[GIVEN EXERCISE]: Count the lines in the items below that contain the word "grain". Reply with the number only.

## Start MATERIAL TO PROCESS

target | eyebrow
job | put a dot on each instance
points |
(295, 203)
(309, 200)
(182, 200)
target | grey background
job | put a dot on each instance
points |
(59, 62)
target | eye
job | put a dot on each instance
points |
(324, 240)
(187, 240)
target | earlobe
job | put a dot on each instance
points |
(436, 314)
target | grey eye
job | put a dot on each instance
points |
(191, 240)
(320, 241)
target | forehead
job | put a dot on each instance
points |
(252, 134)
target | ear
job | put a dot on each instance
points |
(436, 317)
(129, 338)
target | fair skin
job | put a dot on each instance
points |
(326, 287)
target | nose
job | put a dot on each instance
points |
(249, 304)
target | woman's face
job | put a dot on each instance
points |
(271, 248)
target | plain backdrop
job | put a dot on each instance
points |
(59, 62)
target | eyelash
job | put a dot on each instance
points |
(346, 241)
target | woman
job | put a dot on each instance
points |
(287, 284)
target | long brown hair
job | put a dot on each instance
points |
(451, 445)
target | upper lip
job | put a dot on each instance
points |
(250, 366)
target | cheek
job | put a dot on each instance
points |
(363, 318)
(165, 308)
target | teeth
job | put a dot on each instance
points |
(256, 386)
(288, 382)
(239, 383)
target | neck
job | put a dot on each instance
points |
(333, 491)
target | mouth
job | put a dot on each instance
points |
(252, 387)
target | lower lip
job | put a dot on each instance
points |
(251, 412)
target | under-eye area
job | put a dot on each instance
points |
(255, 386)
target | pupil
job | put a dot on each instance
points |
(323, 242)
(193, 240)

## End MATERIAL TO PROCESS
## Start MATERIAL TO PROCESS

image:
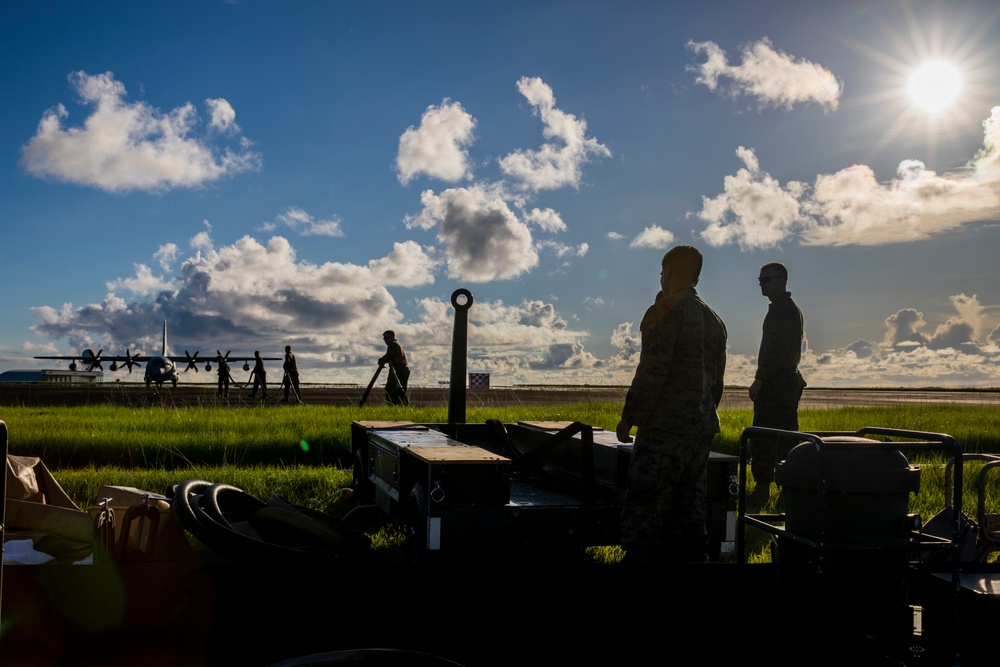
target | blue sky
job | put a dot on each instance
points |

## End MATERIAL TO PROCESS
## Start MATERIAL TO PROCESS

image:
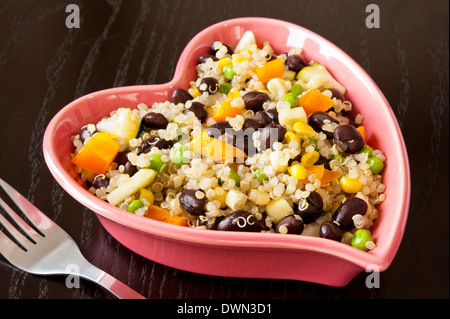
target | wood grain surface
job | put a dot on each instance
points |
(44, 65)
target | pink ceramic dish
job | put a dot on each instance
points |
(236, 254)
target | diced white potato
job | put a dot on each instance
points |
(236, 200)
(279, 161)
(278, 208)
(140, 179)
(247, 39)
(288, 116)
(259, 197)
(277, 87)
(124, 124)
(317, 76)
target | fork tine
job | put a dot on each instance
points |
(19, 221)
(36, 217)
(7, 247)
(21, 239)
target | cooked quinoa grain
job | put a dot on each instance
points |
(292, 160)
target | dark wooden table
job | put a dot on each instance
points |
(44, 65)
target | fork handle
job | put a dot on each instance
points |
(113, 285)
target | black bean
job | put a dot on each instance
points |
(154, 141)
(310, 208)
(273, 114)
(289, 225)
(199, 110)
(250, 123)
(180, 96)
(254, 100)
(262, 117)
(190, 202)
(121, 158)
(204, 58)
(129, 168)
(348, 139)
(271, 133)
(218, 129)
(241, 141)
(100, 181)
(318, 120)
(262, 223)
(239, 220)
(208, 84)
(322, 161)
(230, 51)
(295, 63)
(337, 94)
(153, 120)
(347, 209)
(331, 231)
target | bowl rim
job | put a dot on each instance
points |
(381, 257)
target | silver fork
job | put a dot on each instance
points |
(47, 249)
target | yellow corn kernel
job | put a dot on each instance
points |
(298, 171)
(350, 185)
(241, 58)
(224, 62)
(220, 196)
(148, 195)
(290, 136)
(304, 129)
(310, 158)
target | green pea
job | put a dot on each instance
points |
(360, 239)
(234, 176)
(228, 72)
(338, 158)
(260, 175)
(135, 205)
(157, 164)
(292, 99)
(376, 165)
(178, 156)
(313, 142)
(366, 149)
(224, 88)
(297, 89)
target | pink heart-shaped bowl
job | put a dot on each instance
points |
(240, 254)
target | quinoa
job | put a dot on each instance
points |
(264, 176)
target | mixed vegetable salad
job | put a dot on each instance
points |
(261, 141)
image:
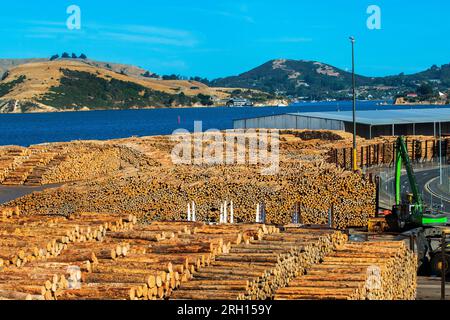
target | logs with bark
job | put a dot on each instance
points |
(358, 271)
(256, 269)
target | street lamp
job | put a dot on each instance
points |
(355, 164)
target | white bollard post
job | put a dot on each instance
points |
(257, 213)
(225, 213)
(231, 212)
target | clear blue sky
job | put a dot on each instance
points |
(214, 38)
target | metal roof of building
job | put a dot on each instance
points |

## End MATERIAL TO PROCESS

[SOLUTION TO THE PROBLEM]: 2